* Challenge
Turn the records into a numbered list, starting at the line that has "Drop a pin on every instance of the garland" and stopping after the line that has "x=141, y=97", with nothing outside that span. Skip blank lines and leave out the pictures.

* Data to use
= = = =
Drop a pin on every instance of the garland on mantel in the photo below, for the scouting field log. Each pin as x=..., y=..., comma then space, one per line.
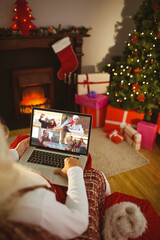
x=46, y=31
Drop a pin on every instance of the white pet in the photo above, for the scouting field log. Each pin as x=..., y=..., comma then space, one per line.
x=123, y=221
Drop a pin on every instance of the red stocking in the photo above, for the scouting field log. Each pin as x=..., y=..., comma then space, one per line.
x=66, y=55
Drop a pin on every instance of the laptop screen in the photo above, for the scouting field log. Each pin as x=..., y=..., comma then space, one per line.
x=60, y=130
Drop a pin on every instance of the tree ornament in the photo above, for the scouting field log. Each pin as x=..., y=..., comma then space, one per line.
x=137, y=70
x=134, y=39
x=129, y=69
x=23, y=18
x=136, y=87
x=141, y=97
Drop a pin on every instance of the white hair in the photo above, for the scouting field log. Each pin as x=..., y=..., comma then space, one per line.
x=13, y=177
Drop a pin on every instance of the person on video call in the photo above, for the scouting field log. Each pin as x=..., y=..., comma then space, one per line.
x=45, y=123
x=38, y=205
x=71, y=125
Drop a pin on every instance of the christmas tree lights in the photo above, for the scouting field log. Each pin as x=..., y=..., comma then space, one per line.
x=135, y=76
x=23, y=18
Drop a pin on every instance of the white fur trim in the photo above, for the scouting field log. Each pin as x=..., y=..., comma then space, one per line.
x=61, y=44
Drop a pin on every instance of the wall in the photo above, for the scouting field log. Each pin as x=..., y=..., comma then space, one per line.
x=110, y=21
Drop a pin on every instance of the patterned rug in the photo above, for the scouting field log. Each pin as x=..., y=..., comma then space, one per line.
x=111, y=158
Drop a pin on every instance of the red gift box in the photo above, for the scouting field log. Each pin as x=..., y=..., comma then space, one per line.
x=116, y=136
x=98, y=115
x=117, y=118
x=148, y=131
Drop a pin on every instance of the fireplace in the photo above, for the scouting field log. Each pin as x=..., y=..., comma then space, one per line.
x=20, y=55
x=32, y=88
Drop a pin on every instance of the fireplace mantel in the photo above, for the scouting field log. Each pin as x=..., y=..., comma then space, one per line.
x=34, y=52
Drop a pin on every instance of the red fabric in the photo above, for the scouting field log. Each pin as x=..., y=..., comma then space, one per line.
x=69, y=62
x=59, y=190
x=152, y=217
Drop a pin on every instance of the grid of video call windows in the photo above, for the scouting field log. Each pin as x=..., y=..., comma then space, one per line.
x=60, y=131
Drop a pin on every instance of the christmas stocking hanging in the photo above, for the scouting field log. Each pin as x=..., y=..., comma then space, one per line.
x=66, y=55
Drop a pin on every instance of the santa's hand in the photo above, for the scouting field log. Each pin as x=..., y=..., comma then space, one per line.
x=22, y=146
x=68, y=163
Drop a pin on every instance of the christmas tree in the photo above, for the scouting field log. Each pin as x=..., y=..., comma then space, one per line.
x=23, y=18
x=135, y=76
= = = =
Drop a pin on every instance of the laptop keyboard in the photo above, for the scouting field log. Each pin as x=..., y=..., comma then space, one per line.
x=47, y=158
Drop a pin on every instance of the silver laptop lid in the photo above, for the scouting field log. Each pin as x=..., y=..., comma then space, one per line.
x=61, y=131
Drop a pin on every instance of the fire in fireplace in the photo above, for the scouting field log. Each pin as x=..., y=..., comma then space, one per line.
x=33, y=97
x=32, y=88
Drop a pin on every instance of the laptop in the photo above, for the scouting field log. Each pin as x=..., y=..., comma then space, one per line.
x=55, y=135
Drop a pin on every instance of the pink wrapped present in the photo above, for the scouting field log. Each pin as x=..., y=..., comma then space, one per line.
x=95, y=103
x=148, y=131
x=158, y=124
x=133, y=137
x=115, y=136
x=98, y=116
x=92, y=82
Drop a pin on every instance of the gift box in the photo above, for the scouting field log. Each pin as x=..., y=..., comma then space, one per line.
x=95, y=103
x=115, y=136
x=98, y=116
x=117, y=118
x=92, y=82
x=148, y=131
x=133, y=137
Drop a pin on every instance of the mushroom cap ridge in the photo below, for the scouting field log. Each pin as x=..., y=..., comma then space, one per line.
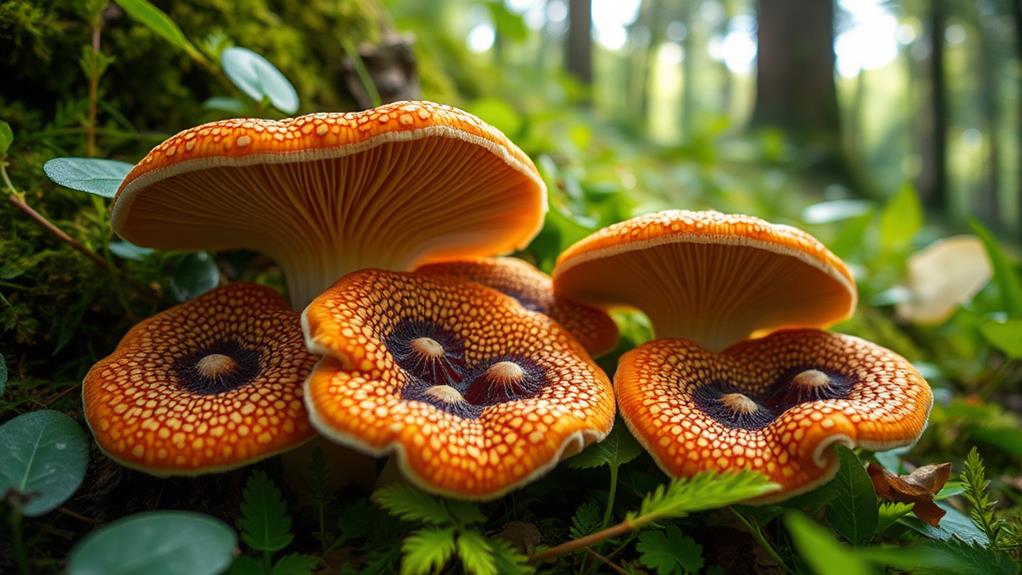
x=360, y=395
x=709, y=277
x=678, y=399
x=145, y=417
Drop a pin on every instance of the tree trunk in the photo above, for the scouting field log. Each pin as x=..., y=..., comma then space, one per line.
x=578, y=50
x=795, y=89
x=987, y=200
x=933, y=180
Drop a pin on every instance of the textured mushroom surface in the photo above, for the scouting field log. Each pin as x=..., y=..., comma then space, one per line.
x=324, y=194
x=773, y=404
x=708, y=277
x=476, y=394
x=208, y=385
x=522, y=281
= = = =
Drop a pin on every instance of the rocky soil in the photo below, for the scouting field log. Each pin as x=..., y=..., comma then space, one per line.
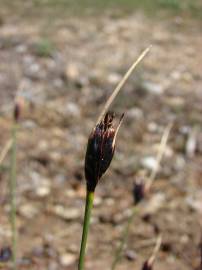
= = = =
* Correct response
1. Drop a pin on every instance of the garland on mantel in the photo below, for the scouting field log. Each pin as x=..., y=..., comma then space, one per line.
2. x=46, y=31
3. Drop a pin on every instance of the white pet in the photo above, for the scouting field log. Each pin as x=..., y=..., comma then space, one per line.
4. x=123, y=221
5. Drop a pin on every instance of the red stocking in the photo above, for the scouting field log. Each pin as x=..., y=..., comma then space, one per line.
6. x=66, y=55
7. Drop a pin on every instance of the laptop screen in the photo above, for the scouting field log. Each pin as x=..., y=..., comma then space, one per line.
8. x=60, y=130
9. Drop a pin on every instance of the tree ornament in the photo above, for the scouting field log. Each pin as x=..., y=..., comma then space, one per line.
10. x=137, y=70
11. x=134, y=39
12. x=129, y=69
13. x=23, y=18
14. x=136, y=87
15. x=141, y=97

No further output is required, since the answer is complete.